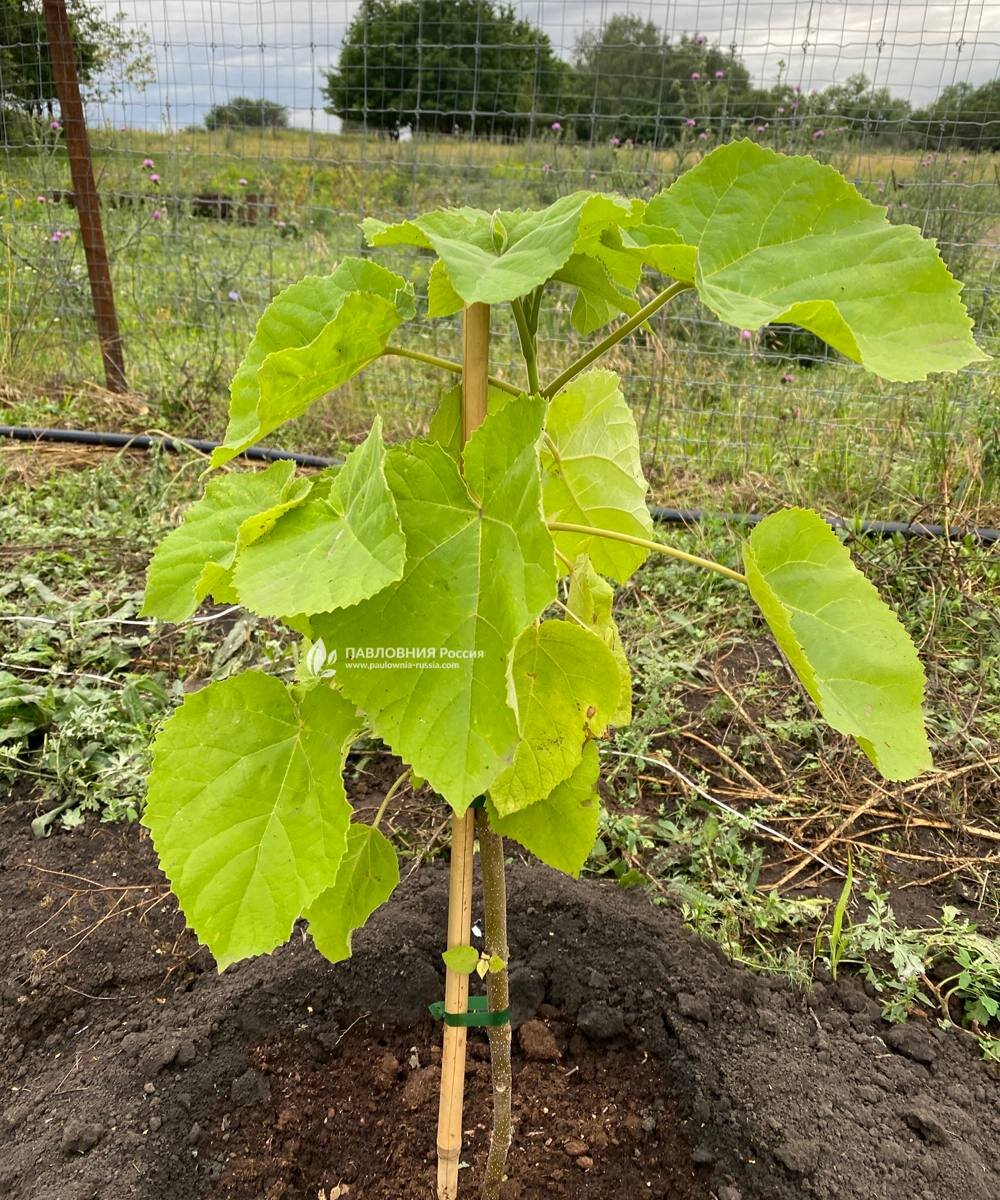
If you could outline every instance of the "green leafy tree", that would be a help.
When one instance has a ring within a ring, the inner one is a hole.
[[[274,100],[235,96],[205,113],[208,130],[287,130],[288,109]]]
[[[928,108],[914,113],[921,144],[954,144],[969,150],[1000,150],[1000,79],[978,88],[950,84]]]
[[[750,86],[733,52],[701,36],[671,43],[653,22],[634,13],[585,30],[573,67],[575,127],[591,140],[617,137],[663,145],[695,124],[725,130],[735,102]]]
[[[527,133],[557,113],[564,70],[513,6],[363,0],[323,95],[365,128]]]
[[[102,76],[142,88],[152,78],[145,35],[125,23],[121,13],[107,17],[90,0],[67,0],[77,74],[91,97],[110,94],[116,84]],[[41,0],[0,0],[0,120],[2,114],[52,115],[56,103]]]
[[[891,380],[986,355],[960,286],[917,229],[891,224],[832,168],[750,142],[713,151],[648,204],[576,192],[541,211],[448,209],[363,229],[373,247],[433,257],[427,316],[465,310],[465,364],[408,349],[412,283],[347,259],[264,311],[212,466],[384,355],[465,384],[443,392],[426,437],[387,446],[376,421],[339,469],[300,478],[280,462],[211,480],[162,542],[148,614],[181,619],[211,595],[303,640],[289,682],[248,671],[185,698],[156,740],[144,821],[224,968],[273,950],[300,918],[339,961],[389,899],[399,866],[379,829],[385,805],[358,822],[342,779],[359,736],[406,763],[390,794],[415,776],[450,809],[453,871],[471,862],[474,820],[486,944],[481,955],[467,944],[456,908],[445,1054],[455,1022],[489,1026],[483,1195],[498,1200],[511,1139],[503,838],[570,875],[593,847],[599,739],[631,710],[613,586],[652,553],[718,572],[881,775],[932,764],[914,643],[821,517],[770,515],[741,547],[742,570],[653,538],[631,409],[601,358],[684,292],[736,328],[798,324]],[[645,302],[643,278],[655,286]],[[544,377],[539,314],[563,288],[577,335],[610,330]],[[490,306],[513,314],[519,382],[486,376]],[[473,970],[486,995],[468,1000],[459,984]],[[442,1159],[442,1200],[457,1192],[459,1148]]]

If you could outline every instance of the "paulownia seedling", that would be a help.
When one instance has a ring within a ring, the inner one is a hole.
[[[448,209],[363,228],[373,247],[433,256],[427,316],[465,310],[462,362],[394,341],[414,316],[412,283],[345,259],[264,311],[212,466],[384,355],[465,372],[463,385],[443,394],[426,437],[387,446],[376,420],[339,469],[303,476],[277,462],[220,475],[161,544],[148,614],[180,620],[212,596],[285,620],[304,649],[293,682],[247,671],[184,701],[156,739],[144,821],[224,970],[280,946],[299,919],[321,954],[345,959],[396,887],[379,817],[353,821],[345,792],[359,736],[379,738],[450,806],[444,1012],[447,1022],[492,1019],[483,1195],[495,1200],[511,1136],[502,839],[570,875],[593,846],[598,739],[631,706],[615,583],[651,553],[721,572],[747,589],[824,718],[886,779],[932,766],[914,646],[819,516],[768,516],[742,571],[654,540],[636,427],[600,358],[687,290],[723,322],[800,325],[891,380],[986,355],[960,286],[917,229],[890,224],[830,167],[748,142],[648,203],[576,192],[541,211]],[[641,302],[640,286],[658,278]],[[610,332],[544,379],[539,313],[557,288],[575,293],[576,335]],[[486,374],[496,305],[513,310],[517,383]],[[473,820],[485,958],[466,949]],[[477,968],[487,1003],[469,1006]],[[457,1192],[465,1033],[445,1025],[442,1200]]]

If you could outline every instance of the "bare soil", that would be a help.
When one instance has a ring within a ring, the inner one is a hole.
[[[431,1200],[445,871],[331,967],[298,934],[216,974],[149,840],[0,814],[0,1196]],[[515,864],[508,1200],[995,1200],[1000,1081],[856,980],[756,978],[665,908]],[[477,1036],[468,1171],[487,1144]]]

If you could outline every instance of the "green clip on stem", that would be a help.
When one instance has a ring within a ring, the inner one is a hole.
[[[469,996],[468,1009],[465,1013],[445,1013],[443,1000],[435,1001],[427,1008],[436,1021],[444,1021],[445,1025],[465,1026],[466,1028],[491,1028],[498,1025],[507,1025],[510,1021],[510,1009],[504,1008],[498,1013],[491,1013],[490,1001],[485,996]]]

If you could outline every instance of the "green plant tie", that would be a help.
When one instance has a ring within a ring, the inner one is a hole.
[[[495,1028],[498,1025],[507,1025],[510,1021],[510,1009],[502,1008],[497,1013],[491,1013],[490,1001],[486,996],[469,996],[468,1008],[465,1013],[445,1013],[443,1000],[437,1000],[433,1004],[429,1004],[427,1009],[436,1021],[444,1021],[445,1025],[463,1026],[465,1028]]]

──────────

▶ TASK
How many lines of the listing above contain the word "every"? Reply with the number only.

▶ COMPLETE ANSWER
5